== PROVIDED PASSAGE ==

How Long Should You Take an Antibiotic?
Tue, June 27, 2006 at 04:41AM For the last 40 years patients have been told to finish their antibiotic course (usually 5 days or more), even if they’ve obviously recovered. The idea has been to make sure that all bacteria are eliminated so that antibiotic-resistant strains won’t develop. (Of course, this logic is faulty; if there’s just one resistant bug, taking the antibiotic for longer won’t help.)
After all this time doctors in the Netherlands have now tested the success of a 3-day course of amoxicillin in patients with mild to moderate ‘community acquired’ pneumonia, compared with the normal 8-day course. The 3-day course was only used in those patients who had substantially improved. After 10 days the clinical success rate was 93% for both durations of treatment. The doctors claim that the shorter treatment is considerably cheaper, and it “may help control the growing resistance rates of respiratory pathogens”. This statement is more logical than the reasoning for 5 day+ medication. (Note that amoxycillin is not necessarily the treatment of choice for community acquired pneumonia in the USA.)
Longer antibiotic treatment now seems like taking a hammer to crack a walnut. We wonder how many other common clinical ‘rules of treatment’ should be reassessed from time-to-time, to see if we’ve been doing other things wrong all these years.

===
== LISTED RECORDS ==

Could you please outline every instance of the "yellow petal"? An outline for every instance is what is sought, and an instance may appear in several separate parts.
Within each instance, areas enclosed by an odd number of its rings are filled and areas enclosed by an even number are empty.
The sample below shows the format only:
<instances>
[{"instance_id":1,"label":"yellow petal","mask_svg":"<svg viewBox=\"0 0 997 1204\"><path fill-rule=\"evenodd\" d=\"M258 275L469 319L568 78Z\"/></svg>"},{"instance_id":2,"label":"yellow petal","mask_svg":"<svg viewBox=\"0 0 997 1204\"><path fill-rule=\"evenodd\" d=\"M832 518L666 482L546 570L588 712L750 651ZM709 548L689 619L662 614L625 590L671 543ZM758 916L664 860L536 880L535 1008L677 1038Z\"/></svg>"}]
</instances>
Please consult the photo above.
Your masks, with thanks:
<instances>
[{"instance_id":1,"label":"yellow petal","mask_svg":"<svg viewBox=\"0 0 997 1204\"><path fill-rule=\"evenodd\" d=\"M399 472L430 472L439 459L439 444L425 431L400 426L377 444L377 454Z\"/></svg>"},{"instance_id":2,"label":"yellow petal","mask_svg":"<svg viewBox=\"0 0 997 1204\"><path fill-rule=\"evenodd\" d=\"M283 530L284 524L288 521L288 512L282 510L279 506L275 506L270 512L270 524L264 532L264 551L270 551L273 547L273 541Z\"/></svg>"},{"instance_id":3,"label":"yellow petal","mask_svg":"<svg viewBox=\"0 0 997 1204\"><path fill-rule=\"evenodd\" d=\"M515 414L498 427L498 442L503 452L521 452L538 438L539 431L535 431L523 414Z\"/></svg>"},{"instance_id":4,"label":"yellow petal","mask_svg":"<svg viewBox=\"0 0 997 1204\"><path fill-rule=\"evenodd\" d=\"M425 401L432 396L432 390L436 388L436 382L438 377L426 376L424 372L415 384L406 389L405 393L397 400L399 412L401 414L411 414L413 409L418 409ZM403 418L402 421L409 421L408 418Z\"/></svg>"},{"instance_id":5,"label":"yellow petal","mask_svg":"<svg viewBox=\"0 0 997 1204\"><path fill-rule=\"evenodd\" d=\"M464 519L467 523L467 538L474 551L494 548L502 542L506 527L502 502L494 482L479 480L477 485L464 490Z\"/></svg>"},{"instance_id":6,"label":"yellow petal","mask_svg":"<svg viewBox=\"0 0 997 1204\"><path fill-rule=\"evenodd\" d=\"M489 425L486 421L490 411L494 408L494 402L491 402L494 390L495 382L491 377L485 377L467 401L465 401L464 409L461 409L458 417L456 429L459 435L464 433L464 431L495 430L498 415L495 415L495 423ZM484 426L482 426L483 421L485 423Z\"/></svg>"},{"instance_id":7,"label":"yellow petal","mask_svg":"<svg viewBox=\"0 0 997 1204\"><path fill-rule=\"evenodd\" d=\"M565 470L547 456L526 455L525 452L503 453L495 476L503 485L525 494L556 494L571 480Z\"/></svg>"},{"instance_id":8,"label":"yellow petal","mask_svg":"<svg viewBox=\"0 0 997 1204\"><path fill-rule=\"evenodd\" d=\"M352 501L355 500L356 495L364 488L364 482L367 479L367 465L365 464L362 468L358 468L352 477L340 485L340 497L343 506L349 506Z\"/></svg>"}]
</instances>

===
== LISTED RECORDS ==

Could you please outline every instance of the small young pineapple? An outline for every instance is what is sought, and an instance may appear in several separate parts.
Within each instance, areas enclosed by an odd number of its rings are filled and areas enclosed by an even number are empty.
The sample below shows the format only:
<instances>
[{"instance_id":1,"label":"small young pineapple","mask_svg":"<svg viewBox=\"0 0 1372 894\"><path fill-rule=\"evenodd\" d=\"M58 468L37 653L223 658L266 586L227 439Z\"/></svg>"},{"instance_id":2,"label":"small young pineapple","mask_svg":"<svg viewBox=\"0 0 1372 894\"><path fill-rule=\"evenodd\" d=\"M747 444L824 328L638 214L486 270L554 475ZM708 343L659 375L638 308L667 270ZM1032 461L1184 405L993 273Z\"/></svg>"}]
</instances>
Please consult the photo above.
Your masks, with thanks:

===

- [WHAT TO WORK ON]: According to the antibiotic article, what clinical success rate did the 3-day and 8-day amoxicillin courses each show after 10 days? The lines are separate material and have no connection to the antibiotic article.

- [THE ANSWER]: Both courses had a 93% clinical success rate.